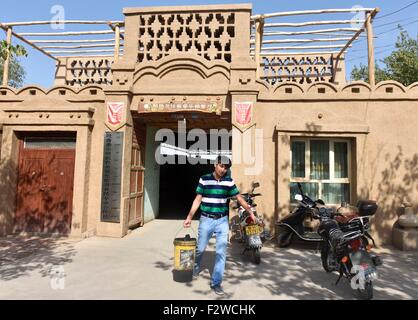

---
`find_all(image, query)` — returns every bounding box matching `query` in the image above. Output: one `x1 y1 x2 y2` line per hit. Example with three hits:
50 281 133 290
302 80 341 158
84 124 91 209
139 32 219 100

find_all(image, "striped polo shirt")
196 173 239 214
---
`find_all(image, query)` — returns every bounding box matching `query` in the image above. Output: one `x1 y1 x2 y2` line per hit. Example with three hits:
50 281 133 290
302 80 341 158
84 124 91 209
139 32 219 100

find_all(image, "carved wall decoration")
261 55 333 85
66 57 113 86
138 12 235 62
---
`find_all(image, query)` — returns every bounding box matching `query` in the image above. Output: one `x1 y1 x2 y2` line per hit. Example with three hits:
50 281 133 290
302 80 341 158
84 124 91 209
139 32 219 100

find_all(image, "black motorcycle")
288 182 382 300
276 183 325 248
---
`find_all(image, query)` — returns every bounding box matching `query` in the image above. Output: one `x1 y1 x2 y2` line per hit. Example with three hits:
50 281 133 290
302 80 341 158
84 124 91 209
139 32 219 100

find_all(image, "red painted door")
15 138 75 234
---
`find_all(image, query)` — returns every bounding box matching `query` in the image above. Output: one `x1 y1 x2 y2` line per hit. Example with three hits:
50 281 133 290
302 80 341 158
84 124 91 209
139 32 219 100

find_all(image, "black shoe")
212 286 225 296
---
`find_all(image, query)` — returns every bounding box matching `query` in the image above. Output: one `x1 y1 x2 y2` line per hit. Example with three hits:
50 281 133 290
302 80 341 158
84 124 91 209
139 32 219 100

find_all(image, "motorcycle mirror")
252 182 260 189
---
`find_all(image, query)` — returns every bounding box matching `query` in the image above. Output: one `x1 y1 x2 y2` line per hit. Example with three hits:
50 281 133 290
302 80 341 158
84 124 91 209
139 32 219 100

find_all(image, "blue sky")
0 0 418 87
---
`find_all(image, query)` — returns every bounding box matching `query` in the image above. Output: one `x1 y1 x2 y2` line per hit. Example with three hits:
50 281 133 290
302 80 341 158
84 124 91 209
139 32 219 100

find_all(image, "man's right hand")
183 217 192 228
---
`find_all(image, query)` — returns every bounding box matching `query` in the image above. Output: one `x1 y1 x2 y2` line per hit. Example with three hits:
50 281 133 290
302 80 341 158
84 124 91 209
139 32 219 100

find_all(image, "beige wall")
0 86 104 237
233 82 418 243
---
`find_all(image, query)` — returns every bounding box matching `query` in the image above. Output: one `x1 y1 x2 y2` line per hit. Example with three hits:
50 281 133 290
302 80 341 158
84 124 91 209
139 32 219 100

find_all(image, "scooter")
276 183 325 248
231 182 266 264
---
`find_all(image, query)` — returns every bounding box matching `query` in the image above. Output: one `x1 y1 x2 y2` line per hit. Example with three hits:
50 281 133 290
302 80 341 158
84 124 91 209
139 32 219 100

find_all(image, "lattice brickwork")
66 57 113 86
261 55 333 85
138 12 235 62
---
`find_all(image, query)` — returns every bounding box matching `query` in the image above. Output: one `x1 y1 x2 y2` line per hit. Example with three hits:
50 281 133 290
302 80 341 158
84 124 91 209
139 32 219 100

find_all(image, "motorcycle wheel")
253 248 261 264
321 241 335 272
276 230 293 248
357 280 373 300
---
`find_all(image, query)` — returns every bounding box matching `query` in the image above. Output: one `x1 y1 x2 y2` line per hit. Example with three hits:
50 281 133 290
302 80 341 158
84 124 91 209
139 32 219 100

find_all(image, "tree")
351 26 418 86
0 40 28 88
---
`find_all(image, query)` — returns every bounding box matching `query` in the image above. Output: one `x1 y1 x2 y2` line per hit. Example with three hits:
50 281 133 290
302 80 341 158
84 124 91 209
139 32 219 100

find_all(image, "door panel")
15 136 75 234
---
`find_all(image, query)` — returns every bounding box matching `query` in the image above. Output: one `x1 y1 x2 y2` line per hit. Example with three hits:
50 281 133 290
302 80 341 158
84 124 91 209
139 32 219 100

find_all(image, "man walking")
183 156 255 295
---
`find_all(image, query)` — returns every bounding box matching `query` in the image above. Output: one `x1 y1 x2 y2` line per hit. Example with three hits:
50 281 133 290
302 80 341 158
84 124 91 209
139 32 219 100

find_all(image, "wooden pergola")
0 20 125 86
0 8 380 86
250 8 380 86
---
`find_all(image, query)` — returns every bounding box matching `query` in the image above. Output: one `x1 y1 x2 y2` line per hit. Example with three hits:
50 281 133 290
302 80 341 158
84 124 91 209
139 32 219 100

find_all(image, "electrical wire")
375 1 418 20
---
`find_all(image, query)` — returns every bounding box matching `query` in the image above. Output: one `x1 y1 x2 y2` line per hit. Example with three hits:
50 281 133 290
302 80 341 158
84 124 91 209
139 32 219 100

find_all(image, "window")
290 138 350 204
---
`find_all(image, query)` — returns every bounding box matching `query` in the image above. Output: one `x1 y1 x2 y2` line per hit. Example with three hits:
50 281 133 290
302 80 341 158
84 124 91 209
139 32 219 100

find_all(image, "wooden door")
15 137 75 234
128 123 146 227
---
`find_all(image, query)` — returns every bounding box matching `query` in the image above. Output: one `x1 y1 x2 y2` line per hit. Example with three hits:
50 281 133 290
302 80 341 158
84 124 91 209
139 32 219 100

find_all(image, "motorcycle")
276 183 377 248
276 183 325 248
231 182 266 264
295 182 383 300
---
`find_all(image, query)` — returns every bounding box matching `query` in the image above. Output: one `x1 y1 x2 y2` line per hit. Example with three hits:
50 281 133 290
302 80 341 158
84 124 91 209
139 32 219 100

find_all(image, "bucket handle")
_____
◆ **Exercise brief**
Update all the records above by replacing every "find_all" with "locate_all", keeping everything else the same. Leave the pictures out.

◆ **Result**
---
`locate_all(image, query)` — returns every bounding box matching `query` in the image above. Output: one `x1 y1 x2 y2` line per hit. Example with three hits:
50 281 133 290
302 80 341 158
84 124 91 209
139 32 219 100

locate_all(image, "striped polo shirt")
196 173 239 214
---
`locate_all(image, query)` — returns every bounding box matching `query` in the image above. Output: one `x1 y1 x2 y2` line per hit. Example with three hits:
50 281 133 290
302 80 341 158
84 124 91 209
139 32 219 100

locate_all(image, "carved wall decoration")
261 55 333 85
66 57 113 86
138 12 235 62
---
`locate_all(image, query)` — returns every bounding box matching `query` in the image above. Output: one `x1 y1 x2 y2` line per hit. Example with three hits:
50 281 133 290
302 80 341 158
84 124 91 209
139 32 219 100

locate_all(image, "black motorcycle")
288 182 382 300
276 183 325 248
---
`locate_all(image, query)` — returns every bounding box matching `query` in the image above. Output: one `x1 y1 x2 y2` line per hit. Example with three hits:
50 281 133 290
302 80 341 158
84 124 91 209
139 32 219 100

locate_all(image, "red painted door")
15 138 75 234
---
`locate_all(image, query)` — returns every bounding box matching `query` in the image above. Output: one `x1 y1 x2 y2` line per hit. Example with three hits:
50 281 133 290
302 80 341 158
84 124 91 209
139 32 219 100

locate_all(image, "black shoe")
212 286 225 296
---
`locate_all(image, query)` — returns every bounding box matching `query` in the image above. Output: one `x1 y1 x2 y2` line per hit. Example with three hits:
50 281 133 290
302 80 341 158
84 124 91 209
139 32 219 100

locate_all(image, "motorcycle mirror")
252 182 260 189
---
`locate_all(image, query)` — returns every bounding box matching `query` in the image above. Output: one `x1 y1 x2 y2` line per hit. Example with three hits:
50 281 133 290
302 80 341 158
84 124 91 209
139 32 219 100

locate_all(image, "blue sky")
0 0 418 87
---
`locate_all(image, query)` — returns every bounding box matching `query` in the image above. Output: one `x1 y1 x2 y2` line per hit. Example with three hits:
50 281 133 290
302 80 341 158
84 124 91 209
139 32 219 100

locate_all(image, "man's right hand")
183 217 192 228
---
`locate_all(image, query)` — returns every bounding box matching `query` in the image above. Output: one `x1 y1 x2 y2` line per hit. Example with three hits:
50 281 133 290
302 80 341 158
84 124 91 209
139 32 219 100

locate_all(image, "beige wall")
0 86 104 237
233 82 418 243
---
`locate_all(image, query)` — returns every bounding box matching `query` in the image above. Output: one `x1 y1 x2 y2` line per hit. Example with three hits:
50 281 133 290
302 80 341 158
84 124 91 209
139 32 219 100

locate_all(image, "scooter")
276 183 325 248
231 182 266 264
---
`locate_all(image, query)` — returns every bounding box matching `query` in the image above. Output: one `x1 y1 x2 y2` line per hit. Example with three hits:
50 281 133 290
302 80 341 158
84 124 91 209
139 32 219 100

locate_all(image, "lattice brickwork")
66 57 113 86
261 55 333 85
138 12 235 62
---
`locate_all(image, query)` — returns every bounding box matching `query` in the image above. Output: one `x1 y1 x2 y2` line per hit. Example with three hits:
50 281 133 290
302 80 341 158
84 124 91 209
139 32 219 100

locate_all(image, "motorcycle wheel")
253 248 261 264
321 241 335 272
276 230 293 248
357 280 373 300
---
`locate_all(image, query)` — returns every bounding box matching `query` in the image above. Output: one `x1 y1 x2 y2` line per hit. Example with three hits:
50 281 133 290
302 80 341 158
84 124 91 209
139 32 219 100

locate_all(image, "tree")
351 26 418 86
0 40 28 88
---
`locate_all(image, query)` — returns every bounding box matching `query` in the image above. Output: one `x1 y1 x2 y2` line per hit. Example with three hits:
50 281 133 290
302 80 341 158
84 124 91 209
139 32 219 100

locate_all(image, "door panel")
15 136 75 234
---
`locate_all(image, query)` — returns every bounding box matching `query` in the image above. Output: one `x1 y1 x2 y2` line per hit. Example with three hits:
50 281 133 290
302 80 341 158
84 124 91 209
139 32 219 100

locate_all(image, "man walking")
183 156 255 295
---
`locate_all(image, query)` — returns every bounding box matching `query` in the image above. Output: one `x1 y1 x2 y2` line per hit. Example with three hits:
50 281 133 290
302 80 341 158
84 124 91 209
139 32 219 100

locate_all(image, "wooden pergola")
0 20 125 86
0 8 380 86
250 8 380 86
---
`locate_all(image, query)` — returns every bounding box matching `query` in the image above. Output: one `x1 y1 x2 y2` line per hit. Example with three hits:
50 281 133 290
302 80 341 158
84 124 91 209
139 32 219 100

locate_all(image, "electrical wire")
375 1 418 20
---
`locate_all(image, query)` — returns every bounding box matching `query` in the image above. Output: one `x1 y1 x2 y2` line per hit. Example with three hits:
50 281 133 290
302 80 341 158
84 124 91 209
139 32 219 100

locate_all(image, "window")
290 138 350 204
---
`locate_all(image, query)` — returns every bounding box matching `query` in the image above. Output: one `x1 y1 x2 y2` line per hit. Example with three hits:
50 281 133 290
302 80 341 158
84 124 91 209
139 32 219 100

locate_all(image, "wooden door")
15 137 75 234
128 123 146 227
---
`locate_all(image, query)` — returns every bounding box matching `query` in the image above. Output: one `x1 y1 x2 y2` line per hit. Example with three hits:
50 281 133 290
302 80 341 158
84 124 91 209
139 32 219 100

locate_all(image, "motorcycle")
276 183 377 248
276 183 325 248
231 182 266 264
295 182 383 300
---
`locate_all(image, query)` — returns every bounding box matching `query` in the image above. Output: one `x1 y1 x2 y2` line per hit. Example with three hits:
50 281 133 290
302 80 341 158
84 124 91 209
139 32 219 100

locate_all(image, "bucket handle")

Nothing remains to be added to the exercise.